__Requirement__
Scan the listing beneath this sentence. Report each line with the word "gray".
**** Information provided ****
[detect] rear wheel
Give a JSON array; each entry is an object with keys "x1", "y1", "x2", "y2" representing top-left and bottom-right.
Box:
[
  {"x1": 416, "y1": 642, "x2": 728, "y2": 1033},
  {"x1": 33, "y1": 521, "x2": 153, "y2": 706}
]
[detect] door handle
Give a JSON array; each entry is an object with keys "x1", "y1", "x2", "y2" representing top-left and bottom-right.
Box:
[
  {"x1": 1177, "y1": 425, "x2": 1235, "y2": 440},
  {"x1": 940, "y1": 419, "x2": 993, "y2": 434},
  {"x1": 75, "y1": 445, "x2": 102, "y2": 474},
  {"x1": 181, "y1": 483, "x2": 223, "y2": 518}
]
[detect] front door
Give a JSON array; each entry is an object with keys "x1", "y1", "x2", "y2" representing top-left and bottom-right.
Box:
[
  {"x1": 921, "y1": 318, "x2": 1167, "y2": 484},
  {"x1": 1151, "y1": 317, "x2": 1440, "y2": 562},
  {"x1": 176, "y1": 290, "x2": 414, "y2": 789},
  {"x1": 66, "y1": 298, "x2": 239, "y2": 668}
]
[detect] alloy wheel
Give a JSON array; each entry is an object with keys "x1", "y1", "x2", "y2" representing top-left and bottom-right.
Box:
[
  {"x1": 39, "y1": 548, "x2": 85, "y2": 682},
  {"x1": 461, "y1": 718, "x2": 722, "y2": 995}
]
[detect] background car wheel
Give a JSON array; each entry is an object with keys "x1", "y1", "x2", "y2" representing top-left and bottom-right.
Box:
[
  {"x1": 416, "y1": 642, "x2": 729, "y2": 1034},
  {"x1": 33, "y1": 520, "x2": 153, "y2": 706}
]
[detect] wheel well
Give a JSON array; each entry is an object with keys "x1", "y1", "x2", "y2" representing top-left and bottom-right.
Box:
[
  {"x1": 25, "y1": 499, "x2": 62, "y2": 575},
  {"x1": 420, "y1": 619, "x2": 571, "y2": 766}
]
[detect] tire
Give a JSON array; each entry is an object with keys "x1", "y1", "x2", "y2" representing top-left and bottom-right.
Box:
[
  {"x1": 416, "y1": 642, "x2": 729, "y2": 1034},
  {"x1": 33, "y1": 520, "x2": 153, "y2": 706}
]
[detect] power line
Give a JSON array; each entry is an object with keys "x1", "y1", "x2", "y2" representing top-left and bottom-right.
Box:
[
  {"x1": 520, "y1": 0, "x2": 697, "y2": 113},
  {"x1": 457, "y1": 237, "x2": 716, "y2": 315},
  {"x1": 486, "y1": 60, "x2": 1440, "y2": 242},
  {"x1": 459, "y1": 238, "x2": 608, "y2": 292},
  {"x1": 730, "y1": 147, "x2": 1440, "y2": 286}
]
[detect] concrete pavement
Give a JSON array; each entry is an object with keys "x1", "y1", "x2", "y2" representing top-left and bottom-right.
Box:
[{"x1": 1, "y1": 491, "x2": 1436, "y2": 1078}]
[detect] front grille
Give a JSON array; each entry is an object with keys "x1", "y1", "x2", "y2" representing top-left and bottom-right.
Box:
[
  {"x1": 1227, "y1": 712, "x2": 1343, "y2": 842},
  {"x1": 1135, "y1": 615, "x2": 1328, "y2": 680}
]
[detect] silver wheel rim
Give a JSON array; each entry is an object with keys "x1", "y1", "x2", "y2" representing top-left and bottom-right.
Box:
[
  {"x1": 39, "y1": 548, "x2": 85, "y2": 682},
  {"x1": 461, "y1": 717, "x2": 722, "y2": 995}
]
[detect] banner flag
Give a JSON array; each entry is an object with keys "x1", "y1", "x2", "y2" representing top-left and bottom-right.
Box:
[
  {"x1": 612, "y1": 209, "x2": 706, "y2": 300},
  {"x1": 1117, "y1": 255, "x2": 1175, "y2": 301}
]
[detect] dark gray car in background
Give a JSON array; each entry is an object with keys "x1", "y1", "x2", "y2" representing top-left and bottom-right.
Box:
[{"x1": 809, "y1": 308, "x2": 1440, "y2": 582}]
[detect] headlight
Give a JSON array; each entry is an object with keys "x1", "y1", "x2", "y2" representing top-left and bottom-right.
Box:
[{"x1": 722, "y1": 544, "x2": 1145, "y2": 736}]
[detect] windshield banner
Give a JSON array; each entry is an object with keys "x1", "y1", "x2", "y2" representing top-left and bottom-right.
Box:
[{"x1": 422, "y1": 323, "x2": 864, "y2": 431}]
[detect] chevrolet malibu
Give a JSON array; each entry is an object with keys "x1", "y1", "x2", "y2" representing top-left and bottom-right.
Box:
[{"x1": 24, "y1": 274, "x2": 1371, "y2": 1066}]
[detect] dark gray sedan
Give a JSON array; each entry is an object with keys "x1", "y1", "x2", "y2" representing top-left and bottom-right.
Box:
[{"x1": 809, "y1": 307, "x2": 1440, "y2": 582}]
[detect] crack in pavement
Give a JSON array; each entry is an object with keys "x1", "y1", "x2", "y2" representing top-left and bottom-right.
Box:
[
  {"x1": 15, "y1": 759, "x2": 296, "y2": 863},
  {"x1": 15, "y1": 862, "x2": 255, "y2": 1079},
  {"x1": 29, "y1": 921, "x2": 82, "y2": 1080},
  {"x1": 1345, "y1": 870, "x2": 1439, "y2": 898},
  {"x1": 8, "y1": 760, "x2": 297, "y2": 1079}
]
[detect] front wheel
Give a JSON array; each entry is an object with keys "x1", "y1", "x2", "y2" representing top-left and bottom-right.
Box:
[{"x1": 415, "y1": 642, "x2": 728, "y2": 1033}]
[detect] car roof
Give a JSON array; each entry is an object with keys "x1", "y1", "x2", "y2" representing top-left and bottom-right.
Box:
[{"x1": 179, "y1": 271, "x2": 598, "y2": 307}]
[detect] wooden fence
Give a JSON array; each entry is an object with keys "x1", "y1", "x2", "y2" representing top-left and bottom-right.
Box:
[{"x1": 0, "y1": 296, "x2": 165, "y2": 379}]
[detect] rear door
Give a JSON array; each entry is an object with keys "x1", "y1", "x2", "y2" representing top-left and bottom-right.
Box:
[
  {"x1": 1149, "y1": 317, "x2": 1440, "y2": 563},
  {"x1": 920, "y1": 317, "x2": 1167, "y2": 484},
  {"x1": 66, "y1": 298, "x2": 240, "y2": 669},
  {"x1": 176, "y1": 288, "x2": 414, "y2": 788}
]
****
__Answer area__
[detect] dark gray car in background
[detect] dark gray sedan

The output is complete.